NOTE: Click on any picture to enlarge it.Last Thursday, I flew to San Antonio to visit my ex-daughter-in-law Carrie and her family—husband Richard Rosales, and their five kids: Bryan and Caitlin (my son Sean’s son and daughter), Andrew (Richard’s son by a previous marriage), and JD and Michael, Carrie and Richard’s kids together. I’d planned to stay at a motel originally, but Carrie insisted I stay with them. How cool is that?!
In front of the statue of Toribio Losoya: Andrew, Michael, Caitlin, JD, Bryan, and Carrie.
In front of the statue of Toribio Losoya: Andrew, Michael, Caitlin, JD, Bryan, and Carrie.
Carrie and all five kids met me inside the airport. I had seen recent pictures of Bryan and Caitlin, so I knew they’d grown, and boy! had they. I was amazed at how tall they were. Bryan is taller than I am now, and Caitlin almost so. Andrew, too, was a lot taller than the last time I’d seen him. As for Carrie, she looked "incredibly thin and young" to be the mother of five (quoting here from a script she supplied me, but she needn't have bothered--I would have noticed that by myself).
JD and Mikey were hesitant to get too close to me even after they watched their mama hug me. I thought that would do the trick, but it would take longer to win them over, and JD never quite took to me like Mikey did.
I’d checked on San Antonio’s forecast before I left Albuquerque and learned that the high temperature for Thursday was supposed to be 103 degrees with a lot of humidity. So I was prepared for the heat. Then on the short trip from the airport to their house, Carrie told me the bad news: the air conditioning in the house wasn’t working. She had a call in to get it repaired but hadn’t actually talked to someone yet, so she wasn’t sure when it would be fixed. If need be, she said, we would go to a mall and hang out to get out of the heat.
Actually, I didn’t find it too hot, sitting on the couch with a fan going and drinking ice water. But Carrie was up and down, fetching and doing and picking up and checking the thermostat, which reached 90 degrees—the highest it could go—so she felt the heat more than I did. At one point, she got someone on the phone—not the person she actually needed to speak to, though—and explained that the house was unbearably hot for her young children and an “elderly family member” who was visiting. I threatened to spank her at that point, but I was willing to bear the label if it meant getting the air conditioning fixed sooner.
In mid afternoon, Carrie took Bryan, Caitlin, Andrew, and me to a bowling alley, where the kids played a couple of games. I refrained, out of concern for their safety. My grown children remember the time I went bowling with them when they were young: During one of my turns, I launched the ball backwards instead of forward, nearly hitting them.

DATA =>
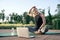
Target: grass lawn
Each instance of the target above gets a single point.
(9, 26)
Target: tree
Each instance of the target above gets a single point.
(3, 15)
(50, 17)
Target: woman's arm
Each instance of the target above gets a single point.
(44, 21)
(31, 9)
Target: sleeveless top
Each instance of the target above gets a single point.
(38, 21)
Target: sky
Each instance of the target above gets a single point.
(20, 6)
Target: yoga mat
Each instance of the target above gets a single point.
(52, 33)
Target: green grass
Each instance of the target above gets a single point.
(9, 26)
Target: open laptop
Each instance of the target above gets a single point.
(24, 32)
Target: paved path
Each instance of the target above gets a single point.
(38, 37)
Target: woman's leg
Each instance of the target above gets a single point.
(31, 29)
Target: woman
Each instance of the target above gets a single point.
(39, 20)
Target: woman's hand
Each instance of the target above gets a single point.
(38, 32)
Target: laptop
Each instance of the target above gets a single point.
(24, 32)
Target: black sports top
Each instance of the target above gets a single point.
(38, 21)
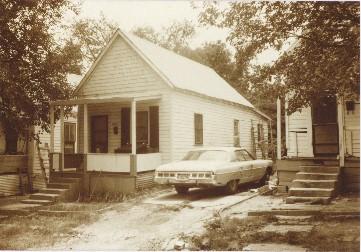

SET PROBLEM 1 =>
In the travel account, what high temperature was forecast for San Antonio on Thursday?
SET PROBLEM 2 =>
Copy the stretch of the records from the line containing "Target: yoga mat" through the end of the records, both ends included. Omit the pictures from your answer.
The travel account and the records were drawn from separate, unrelated sources.

EXERCISE SOLUTION 1 =>
The forecast high was 103 degrees, with a lot of humidity.

EXERCISE SOLUTION 2 =>
Target: yoga mat
Each instance of the target above gets a single point.
(52, 33)
Target: green grass
Each instance of the target above gets a single point.
(9, 26)
Target: open laptop
Each instance of the target above gets a single point.
(24, 32)
Target: paved path
Each instance of the target above gets a single point.
(38, 37)
Target: woman's leg
Each instance of the target above gets a single point.
(31, 29)
Target: woman
Each instance of the target above gets a single point.
(39, 20)
Target: woman's hand
Each instance of the target above gets a single point.
(38, 32)
Target: laptop
Each instance of the target above gets a single point.
(24, 32)
Target: black sports top
Each instance of the target above gets a single point.
(38, 21)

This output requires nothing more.